What the exercise asks — Among the entries that follow, the required portion opens with the line containing "box: [1163, 489, 1595, 946]" and closes with the line containing "positive clicks: (1502, 623)". Give that portion again exactly, and nothing else.
BEGIN Given entries
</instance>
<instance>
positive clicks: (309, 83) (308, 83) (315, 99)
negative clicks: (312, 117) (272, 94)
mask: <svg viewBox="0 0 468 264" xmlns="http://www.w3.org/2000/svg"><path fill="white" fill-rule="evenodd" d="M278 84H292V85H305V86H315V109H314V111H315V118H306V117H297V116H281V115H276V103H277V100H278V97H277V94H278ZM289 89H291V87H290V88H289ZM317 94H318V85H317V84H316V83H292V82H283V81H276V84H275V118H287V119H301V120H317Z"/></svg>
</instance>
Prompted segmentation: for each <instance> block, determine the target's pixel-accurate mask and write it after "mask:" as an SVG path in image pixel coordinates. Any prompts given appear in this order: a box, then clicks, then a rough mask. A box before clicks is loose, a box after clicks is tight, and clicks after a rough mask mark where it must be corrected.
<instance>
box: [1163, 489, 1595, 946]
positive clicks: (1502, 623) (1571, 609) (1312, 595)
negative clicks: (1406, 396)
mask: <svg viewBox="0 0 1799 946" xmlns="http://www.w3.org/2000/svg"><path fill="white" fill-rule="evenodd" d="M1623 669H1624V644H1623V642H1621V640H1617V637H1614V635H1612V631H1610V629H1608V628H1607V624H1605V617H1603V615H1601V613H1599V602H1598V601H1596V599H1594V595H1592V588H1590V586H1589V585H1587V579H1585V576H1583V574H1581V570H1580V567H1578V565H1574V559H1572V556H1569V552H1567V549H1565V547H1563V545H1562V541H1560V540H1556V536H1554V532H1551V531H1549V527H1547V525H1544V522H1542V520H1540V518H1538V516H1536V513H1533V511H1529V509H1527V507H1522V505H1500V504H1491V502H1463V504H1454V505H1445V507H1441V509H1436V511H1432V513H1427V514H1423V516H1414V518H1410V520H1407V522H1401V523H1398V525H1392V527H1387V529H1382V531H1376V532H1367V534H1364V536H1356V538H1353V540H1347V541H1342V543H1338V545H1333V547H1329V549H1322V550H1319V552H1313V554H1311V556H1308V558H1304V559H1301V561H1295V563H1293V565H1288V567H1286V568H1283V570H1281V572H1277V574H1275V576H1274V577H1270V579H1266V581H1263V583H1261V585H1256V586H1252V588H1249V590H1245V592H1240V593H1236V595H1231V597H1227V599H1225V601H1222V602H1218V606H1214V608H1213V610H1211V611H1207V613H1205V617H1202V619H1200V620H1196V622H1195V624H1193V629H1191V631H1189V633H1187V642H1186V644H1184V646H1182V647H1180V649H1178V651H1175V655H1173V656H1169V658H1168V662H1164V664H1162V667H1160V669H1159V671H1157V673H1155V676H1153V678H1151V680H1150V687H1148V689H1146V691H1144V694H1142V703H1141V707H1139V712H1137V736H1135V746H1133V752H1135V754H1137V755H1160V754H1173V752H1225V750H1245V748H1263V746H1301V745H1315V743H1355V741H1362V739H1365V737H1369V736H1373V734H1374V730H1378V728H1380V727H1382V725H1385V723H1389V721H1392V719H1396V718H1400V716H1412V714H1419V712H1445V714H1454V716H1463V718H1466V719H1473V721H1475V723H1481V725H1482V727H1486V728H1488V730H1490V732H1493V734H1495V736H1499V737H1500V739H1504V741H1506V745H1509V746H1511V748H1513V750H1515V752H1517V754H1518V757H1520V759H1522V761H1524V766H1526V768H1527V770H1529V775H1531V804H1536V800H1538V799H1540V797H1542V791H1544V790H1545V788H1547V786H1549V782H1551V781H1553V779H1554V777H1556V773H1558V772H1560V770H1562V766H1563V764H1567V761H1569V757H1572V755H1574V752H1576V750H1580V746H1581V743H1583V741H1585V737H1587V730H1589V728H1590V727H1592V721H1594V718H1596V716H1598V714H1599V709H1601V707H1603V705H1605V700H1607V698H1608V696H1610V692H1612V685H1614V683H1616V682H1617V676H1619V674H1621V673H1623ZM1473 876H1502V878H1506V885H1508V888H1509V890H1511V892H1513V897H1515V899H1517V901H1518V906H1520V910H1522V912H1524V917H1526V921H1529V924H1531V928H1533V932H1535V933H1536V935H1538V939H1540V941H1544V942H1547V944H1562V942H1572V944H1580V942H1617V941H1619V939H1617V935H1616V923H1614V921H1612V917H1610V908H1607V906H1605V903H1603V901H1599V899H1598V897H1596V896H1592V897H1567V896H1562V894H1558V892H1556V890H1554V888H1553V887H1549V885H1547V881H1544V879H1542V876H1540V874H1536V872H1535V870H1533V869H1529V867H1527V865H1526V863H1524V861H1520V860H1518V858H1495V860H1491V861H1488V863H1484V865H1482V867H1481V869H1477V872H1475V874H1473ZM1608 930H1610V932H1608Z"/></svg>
END Given entries
Response —
box: [1163, 489, 1595, 946]
positive clicks: (1502, 623) (1571, 609) (1312, 595)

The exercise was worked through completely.